(Region pointing data)
───
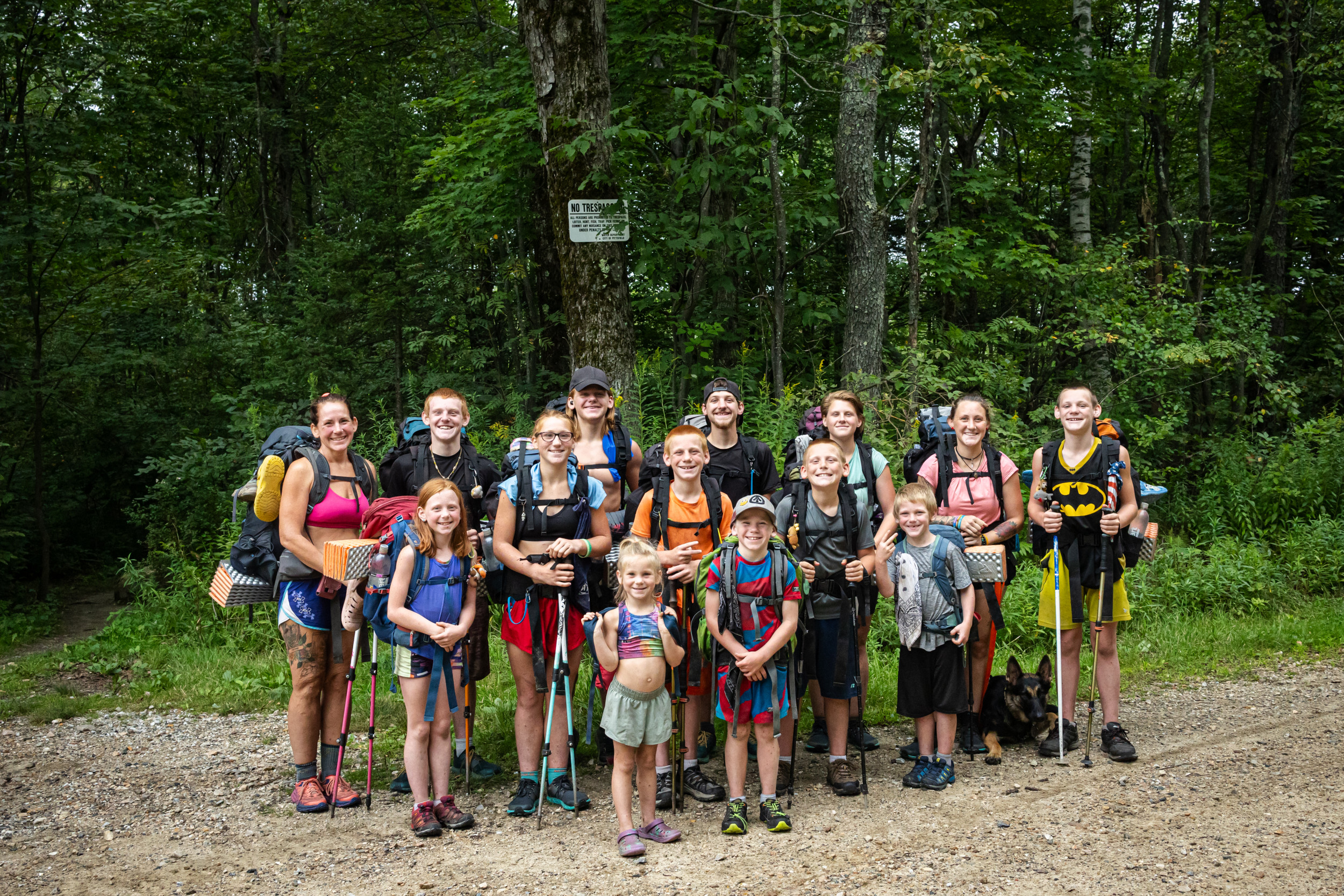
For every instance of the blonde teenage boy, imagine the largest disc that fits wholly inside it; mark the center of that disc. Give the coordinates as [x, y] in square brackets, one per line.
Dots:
[750, 692]
[676, 516]
[1074, 472]
[932, 684]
───
# [Try it]
What's needed is an exact copy of every entry, free of pictures.

# [Answer section]
For every instance of the blonde teenage boy, imagine the largest disc that fits wholly inside it; mark the center of that disc. Give the coordinates as [x, y] in square brackets, one per line.
Dots:
[750, 692]
[676, 516]
[1074, 472]
[932, 684]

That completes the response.